Content starts
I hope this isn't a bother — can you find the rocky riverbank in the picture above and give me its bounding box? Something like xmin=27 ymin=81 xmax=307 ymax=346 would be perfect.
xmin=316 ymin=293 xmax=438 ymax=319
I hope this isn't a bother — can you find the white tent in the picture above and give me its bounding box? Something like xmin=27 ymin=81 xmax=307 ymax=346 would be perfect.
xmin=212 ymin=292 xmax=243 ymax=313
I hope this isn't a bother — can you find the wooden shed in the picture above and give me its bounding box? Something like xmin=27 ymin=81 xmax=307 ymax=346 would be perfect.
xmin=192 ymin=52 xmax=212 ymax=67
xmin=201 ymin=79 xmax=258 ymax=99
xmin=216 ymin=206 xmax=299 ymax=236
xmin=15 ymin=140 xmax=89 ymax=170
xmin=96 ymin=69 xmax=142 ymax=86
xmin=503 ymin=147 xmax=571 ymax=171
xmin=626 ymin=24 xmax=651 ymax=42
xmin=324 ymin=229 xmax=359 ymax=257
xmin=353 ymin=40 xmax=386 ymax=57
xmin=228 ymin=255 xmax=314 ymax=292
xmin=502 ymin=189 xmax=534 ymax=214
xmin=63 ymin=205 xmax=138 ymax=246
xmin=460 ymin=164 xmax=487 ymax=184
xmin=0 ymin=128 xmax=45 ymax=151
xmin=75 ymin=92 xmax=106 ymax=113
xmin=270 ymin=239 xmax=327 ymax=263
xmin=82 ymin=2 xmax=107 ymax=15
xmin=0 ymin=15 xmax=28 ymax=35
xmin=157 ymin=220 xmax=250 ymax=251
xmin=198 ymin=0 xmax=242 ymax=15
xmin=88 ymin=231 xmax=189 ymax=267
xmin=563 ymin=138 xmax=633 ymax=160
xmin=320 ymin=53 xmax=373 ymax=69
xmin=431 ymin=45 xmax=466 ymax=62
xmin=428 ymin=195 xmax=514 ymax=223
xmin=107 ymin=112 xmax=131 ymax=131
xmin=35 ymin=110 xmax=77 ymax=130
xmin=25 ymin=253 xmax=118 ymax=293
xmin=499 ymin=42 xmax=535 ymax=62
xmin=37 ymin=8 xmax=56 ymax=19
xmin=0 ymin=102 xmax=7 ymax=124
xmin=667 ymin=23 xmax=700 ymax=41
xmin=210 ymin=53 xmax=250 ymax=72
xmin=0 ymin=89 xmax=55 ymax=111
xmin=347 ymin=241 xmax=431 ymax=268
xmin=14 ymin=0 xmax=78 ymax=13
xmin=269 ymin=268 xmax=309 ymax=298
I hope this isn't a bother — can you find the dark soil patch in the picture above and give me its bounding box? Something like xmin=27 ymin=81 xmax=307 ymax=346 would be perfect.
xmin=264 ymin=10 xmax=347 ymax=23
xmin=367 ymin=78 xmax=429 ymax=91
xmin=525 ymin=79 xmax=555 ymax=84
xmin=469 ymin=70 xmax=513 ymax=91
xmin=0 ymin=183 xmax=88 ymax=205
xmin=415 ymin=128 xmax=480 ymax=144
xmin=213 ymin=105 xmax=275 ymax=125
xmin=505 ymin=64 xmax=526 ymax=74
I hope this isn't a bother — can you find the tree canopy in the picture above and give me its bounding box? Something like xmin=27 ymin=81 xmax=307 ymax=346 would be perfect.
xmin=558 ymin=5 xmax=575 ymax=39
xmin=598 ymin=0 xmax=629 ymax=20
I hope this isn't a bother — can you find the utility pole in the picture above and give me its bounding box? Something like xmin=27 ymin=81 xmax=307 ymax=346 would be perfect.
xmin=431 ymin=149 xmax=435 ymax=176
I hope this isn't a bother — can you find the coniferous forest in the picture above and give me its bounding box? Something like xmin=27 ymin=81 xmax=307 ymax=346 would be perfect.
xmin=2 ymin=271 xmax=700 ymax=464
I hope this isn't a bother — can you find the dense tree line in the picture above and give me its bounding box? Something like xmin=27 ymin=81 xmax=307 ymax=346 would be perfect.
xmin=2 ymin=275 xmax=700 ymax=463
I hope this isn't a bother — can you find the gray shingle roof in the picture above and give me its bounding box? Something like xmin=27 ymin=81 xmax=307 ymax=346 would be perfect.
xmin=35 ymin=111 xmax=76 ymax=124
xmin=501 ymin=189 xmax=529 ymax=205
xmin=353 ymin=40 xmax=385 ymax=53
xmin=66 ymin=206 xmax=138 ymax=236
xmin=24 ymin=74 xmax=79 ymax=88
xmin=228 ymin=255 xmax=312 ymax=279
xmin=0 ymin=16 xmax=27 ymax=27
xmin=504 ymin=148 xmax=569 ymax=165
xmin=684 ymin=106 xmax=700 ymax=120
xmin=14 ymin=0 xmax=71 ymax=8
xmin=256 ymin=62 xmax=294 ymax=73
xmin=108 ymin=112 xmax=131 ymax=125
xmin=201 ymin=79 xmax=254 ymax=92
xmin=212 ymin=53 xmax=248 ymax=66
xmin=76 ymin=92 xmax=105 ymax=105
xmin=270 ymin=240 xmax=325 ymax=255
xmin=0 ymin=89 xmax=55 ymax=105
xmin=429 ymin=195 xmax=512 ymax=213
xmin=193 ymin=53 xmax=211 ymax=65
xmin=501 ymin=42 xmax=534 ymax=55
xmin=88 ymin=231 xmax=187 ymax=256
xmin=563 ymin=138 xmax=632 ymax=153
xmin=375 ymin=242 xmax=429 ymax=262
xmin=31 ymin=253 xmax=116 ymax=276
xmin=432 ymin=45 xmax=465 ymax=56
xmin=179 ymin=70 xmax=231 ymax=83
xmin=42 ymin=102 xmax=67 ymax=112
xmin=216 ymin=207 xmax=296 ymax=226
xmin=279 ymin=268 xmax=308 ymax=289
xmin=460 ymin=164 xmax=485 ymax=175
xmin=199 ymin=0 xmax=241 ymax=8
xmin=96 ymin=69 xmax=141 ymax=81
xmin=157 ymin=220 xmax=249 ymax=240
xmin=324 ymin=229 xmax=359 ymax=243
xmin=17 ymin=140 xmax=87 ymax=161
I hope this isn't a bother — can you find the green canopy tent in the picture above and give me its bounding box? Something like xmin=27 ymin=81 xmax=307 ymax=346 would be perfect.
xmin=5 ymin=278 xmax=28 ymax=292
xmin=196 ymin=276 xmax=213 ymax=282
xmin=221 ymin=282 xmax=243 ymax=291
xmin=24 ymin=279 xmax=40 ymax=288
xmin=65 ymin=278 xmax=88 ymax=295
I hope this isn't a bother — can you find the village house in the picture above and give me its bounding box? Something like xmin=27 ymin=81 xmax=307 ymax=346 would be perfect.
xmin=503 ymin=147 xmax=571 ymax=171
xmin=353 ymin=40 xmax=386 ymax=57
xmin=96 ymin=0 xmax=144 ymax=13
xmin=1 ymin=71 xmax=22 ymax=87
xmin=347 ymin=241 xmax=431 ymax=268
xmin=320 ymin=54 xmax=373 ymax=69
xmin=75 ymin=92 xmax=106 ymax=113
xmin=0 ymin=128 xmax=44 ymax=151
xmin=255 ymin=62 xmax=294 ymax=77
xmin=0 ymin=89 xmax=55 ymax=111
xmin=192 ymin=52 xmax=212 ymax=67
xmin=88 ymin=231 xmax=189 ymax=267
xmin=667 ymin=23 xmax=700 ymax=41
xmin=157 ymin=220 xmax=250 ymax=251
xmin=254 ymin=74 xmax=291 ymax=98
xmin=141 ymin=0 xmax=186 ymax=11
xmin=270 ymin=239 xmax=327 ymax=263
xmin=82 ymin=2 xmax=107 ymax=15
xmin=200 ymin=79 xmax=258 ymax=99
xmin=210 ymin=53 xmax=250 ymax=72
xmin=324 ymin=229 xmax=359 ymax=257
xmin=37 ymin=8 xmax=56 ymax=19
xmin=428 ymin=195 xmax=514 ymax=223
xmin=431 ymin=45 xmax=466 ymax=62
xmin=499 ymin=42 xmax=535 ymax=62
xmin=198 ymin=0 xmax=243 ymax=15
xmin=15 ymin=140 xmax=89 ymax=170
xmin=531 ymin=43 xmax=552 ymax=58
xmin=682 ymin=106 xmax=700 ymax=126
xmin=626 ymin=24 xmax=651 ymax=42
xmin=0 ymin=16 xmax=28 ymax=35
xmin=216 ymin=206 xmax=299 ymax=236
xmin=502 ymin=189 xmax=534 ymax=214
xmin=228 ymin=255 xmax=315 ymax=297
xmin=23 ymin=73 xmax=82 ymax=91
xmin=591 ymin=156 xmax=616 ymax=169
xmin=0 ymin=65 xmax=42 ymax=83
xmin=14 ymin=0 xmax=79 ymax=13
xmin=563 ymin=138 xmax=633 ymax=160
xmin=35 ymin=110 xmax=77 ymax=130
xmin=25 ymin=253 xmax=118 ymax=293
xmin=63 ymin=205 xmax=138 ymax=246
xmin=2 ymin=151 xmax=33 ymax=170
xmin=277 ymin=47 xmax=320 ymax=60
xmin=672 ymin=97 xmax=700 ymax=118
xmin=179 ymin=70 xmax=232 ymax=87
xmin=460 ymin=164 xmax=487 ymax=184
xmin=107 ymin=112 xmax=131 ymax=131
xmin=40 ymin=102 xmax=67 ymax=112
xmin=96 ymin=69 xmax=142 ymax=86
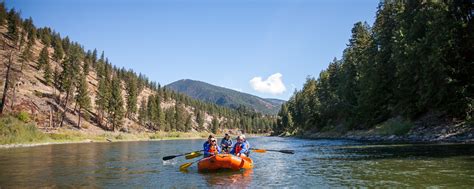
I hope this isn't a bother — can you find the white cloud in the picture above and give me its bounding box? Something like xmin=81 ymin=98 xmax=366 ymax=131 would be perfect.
xmin=249 ymin=73 xmax=286 ymax=95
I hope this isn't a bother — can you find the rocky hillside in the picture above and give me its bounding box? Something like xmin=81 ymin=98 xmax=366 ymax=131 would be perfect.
xmin=166 ymin=79 xmax=285 ymax=115
xmin=0 ymin=5 xmax=275 ymax=135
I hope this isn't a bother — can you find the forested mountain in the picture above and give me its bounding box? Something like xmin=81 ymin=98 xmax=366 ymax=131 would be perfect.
xmin=166 ymin=79 xmax=284 ymax=114
xmin=0 ymin=3 xmax=275 ymax=134
xmin=275 ymin=1 xmax=473 ymax=135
Content ends
Work to be completed →
Produce an exact copy of each line from the one holding "find the forested" through the last line of the records, both included, and nothing more.

Task output →
I hope this isn't a bother — can you find the forested mountain in the picture above and give me its bounding box? Something like xmin=81 ymin=98 xmax=366 ymax=131 would be perfect.
xmin=166 ymin=79 xmax=284 ymax=114
xmin=0 ymin=3 xmax=275 ymax=134
xmin=275 ymin=1 xmax=473 ymax=135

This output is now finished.